Source data START

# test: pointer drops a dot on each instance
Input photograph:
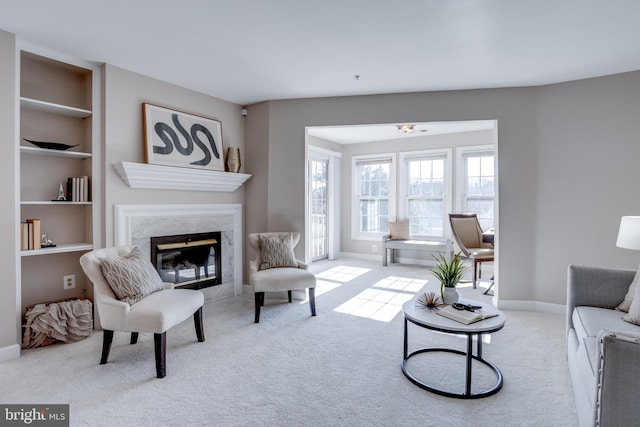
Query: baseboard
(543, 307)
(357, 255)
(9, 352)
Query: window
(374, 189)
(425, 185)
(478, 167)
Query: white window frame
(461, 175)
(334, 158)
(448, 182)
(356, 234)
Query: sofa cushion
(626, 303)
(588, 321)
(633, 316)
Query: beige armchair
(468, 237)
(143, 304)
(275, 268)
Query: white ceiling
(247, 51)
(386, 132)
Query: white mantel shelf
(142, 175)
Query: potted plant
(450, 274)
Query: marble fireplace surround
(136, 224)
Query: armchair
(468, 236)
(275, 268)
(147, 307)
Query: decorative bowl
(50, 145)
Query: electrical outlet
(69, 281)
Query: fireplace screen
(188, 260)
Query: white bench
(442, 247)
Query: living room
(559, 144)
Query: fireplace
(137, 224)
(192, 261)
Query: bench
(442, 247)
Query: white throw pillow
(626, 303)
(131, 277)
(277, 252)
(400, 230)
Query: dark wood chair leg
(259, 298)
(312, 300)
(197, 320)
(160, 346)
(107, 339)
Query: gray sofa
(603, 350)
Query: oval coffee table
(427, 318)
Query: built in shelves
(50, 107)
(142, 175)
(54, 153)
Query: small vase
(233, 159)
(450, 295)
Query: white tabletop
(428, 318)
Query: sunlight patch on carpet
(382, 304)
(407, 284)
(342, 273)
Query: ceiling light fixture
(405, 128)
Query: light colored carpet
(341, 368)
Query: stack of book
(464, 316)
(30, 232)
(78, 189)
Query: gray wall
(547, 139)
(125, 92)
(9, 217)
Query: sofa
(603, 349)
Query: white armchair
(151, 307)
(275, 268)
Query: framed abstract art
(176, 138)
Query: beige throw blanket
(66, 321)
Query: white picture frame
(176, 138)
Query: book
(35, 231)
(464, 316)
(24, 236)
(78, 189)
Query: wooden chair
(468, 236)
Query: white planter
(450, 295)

Source data END
Source data START

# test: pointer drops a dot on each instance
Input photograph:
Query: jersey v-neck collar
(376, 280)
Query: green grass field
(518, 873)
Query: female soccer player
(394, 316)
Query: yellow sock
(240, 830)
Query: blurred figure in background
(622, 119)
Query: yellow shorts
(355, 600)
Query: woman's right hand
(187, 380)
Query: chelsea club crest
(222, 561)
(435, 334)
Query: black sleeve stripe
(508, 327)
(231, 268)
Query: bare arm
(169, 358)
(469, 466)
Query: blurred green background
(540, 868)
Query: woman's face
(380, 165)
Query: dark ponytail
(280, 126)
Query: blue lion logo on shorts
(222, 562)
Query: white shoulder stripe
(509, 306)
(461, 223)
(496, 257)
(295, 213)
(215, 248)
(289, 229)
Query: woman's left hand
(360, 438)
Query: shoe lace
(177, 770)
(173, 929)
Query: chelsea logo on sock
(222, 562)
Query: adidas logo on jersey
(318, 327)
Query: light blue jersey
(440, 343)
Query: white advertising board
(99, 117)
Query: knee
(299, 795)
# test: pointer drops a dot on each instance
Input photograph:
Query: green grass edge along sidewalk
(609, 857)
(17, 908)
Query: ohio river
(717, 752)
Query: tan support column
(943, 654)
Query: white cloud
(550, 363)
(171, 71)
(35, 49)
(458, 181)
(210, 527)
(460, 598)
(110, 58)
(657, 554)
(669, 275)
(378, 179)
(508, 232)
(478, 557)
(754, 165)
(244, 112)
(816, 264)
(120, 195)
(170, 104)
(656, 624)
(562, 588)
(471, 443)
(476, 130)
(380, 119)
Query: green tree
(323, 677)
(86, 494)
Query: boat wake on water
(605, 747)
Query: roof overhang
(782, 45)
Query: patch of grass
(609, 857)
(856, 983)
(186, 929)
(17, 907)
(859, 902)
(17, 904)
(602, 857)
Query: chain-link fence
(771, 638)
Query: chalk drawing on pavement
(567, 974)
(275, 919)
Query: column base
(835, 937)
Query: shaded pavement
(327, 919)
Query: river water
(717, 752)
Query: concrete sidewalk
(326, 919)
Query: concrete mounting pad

Source data END

### What you are asked to do
Please give back, exactly as it stands above, the stretch from the line with "Query: knee" through the line with "Query: concrete mounting pad", and no line outside it.

### Problem solution
Query: knee
(299, 795)
# test: pointer drops a dot on each instance
Input photograph:
Query: green grass edge along sidewalk
(609, 857)
(17, 908)
Query: ohio river
(717, 752)
Query: tan support column
(943, 654)
Query: white cloud
(550, 363)
(171, 71)
(35, 49)
(458, 181)
(210, 527)
(460, 598)
(110, 58)
(657, 554)
(669, 275)
(378, 179)
(508, 232)
(478, 557)
(754, 165)
(244, 112)
(816, 264)
(120, 195)
(170, 104)
(656, 624)
(562, 588)
(471, 443)
(476, 130)
(380, 119)
Query: green tree
(323, 677)
(86, 494)
Query: boat wake on water
(605, 747)
Query: roof overhang
(782, 45)
Query: patch of grass
(609, 857)
(856, 983)
(186, 929)
(17, 907)
(859, 902)
(17, 904)
(602, 857)
Query: chain-link fence
(771, 638)
Query: chalk drawing on pavement
(567, 974)
(275, 919)
Query: column base
(835, 937)
Query: shaded pavement
(327, 919)
Query: river water
(717, 752)
Query: concrete sidewalk
(326, 919)
Query: concrete mounting pad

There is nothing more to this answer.